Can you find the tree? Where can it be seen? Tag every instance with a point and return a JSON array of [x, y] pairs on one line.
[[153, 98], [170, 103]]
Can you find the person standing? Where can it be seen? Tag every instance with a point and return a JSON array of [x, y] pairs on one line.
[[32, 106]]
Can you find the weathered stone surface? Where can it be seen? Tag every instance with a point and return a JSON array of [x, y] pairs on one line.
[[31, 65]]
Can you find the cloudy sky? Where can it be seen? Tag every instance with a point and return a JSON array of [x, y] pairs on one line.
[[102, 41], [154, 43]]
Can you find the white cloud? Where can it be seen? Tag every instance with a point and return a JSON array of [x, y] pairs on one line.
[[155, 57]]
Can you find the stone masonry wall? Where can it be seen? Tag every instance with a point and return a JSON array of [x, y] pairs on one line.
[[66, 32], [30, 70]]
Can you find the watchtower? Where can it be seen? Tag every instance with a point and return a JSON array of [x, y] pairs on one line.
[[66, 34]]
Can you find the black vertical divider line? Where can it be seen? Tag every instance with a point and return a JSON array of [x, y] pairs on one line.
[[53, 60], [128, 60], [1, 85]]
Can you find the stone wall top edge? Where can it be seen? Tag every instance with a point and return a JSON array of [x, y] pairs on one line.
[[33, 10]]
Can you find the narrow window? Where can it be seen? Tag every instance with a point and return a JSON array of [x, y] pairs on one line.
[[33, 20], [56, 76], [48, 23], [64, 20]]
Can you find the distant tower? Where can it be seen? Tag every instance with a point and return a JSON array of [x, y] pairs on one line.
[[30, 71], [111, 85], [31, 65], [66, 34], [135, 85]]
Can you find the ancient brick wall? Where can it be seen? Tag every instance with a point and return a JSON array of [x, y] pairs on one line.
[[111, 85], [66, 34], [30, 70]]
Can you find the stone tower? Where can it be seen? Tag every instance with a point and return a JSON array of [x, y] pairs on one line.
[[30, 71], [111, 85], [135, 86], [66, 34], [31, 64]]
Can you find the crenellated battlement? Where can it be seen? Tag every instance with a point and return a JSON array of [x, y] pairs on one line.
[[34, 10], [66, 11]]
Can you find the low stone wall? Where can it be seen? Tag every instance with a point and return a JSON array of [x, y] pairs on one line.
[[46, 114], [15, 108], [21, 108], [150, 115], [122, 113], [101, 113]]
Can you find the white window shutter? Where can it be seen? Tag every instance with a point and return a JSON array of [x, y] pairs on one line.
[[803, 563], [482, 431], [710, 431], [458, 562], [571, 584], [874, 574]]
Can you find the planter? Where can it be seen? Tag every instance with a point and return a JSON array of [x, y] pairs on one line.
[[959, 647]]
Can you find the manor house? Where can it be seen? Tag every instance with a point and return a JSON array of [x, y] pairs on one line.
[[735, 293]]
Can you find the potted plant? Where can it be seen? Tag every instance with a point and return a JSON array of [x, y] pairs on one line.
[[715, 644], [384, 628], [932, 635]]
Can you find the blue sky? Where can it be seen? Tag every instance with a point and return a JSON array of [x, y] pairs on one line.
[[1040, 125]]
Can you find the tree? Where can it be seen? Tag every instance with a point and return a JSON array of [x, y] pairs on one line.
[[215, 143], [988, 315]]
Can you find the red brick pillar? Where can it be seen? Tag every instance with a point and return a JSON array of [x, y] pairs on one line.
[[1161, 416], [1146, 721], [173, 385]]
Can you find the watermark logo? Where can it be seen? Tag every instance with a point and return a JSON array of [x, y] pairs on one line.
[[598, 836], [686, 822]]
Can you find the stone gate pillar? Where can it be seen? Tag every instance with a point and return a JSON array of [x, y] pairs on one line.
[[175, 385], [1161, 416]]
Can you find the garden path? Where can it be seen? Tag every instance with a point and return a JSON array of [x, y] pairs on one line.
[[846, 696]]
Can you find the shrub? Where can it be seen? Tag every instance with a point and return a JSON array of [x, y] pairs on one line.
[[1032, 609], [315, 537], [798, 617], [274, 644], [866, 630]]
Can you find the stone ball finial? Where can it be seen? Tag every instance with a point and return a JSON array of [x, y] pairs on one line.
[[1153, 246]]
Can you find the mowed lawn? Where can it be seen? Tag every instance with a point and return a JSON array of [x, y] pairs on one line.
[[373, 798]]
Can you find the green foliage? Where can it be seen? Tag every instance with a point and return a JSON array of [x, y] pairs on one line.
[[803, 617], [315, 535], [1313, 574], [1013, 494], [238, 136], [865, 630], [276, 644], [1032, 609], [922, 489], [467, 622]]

§ **What is needed**
The response has to contain every record shown above, unaltered and complete.

§ **Answer space**
Can you find the tree? Where can it be seen? Tag every instance with a point and return a JSON array of [x, y] pairs on one line.
[[153, 98], [170, 103]]
Can you find the person standing? Where can it be seen? Tag every instance with a point and return a JSON array of [x, y] pairs on one line.
[[32, 106]]
Can you find the weathered stone surface? Where can it be seen? Tag every instance with a point and return a JSON array of [x, y] pairs on one line.
[[31, 65]]
Can you find the cloudy sky? Where can it be seen? Tag every instance with a point and return a JSON array of [x, y] pairs on one line.
[[102, 41], [154, 43]]
Can you find the white cloud? Where can it be seen? Tag every instance with a point and return a JSON array of [x, y] pairs on one line.
[[155, 57]]
Can you find the stone masonry wall? Where can it be seen? Tag every instance with a point and return a JSON array of [x, y] pairs on one line.
[[66, 32], [30, 70]]
Can you find the watchtower? Where can it be seen? Tag every instance with a point and return a JSON array of [x, y] pairs on one line.
[[66, 34]]
Can you find the black vertical divider line? Where can it be seen? Tag every instance with a point and return a JSON array of [x, y] pairs on one line.
[[53, 60], [128, 60], [1, 85]]
Can you find the stone wall top edge? Where can it be seen? Tag every instance with a point and return a JSON array of [x, y] pairs on one line.
[[33, 10]]
Can you find the narrow window? Where can it be seen? Tag every instance with a point and return a JSON array of [x, y] pairs on one line.
[[33, 20], [56, 76], [48, 23], [64, 20]]
Can you find the distant tower? Where can it be seen? Tag every instance with a point and return a JSON array of [x, y] pairs on one line.
[[30, 71], [111, 85], [31, 65], [66, 34], [135, 85]]
Can you find the ancient brick wall? Where can it be seen? Tag every instance with a point and return a JSON array of [x, y] pairs on one line.
[[111, 85], [66, 34], [30, 70]]
Can you find the stone tower? Where can it be seen? Tag every instance with a point and return a JSON array of [x, y] pairs on one line.
[[30, 71], [111, 85], [135, 86], [66, 34], [31, 64]]
Can you find the crenellated battlement? Where can it be seen? Tag every instance with a point and return a JSON array of [x, y] pairs on one line.
[[34, 10], [66, 11]]
Can you find the low stone wall? Where can it be seen? Tag every instance with a point and return a JSON array of [x, y] pairs on one line.
[[46, 114], [15, 108], [21, 108], [150, 115], [122, 113], [101, 113]]
Can you find the white window shutter? Where can it be seen? Tag every instance with a point and return a JSON array of [x, y] pairs on one line.
[[803, 563], [482, 431], [710, 431], [458, 562], [571, 584], [874, 574]]
Can you find the planter? Where can it be seen? Tag every instance with a point and return a JSON array of [x, y] pairs on one line.
[[959, 647]]
Can you find the manor house? Where can it be seen? Tag every instance with a point and return a JSON array of [x, y] pairs on one line.
[[735, 293]]
Can you find the potted plant? Where can it be seen? Tag every instance with a point and return a JSON array of [x, y] pairs on one line.
[[715, 644], [384, 628], [932, 635]]
Can you find the blue sky? Where can it be seen? Tag every instance with a point and return a JSON array of [x, y] pairs on one line.
[[1040, 125]]
Can you find the tree? Where can it be seen? Tag every instance with a point and return a JSON array of [x, y] pairs on one line.
[[215, 143], [988, 315]]
Can you find the red brick pillar? Where can it be seen? Tag every instance with a point and return a JSON array of [x, y] pairs on one line.
[[1161, 416], [1146, 721], [173, 385]]
Can you find the watermark logo? Where can it be seen? Tag every instance with a point and return a JSON array of [x, y] pairs on one line.
[[598, 836], [686, 822]]
Can you find the stone gate pillar? Where can it be seen? Tag every instance with a point and return a JSON array of [x, y] pairs on one line.
[[175, 385], [1161, 416]]
Can you find the garden path? Where can it be seen? Tag every instance with a point and return a JSON array of [x, y] pairs on one line.
[[846, 696]]
Can you find the shrub? Where can it be seen? Tag every instance with a point and return a JSON array of [x, y] pairs on one line.
[[1032, 609], [315, 537], [798, 617], [274, 644], [866, 630]]
Can you find the stone ball finial? Where can it be seen? Tag every instance with a point and return a JSON array of [x, y] pairs on one line.
[[1153, 246]]
Can you find the mowed lawn? Where can it be seen? Tag every instance with a point and return a JSON array of [x, y] pairs on one line.
[[373, 798]]
Can you find the green foliage? Where can it be seen? Tag every instance with a point and return a JSON array of [x, y] pairs on one line.
[[803, 617], [315, 535], [1313, 574], [1013, 494], [238, 136], [865, 630], [276, 644], [1032, 609], [922, 489], [467, 622]]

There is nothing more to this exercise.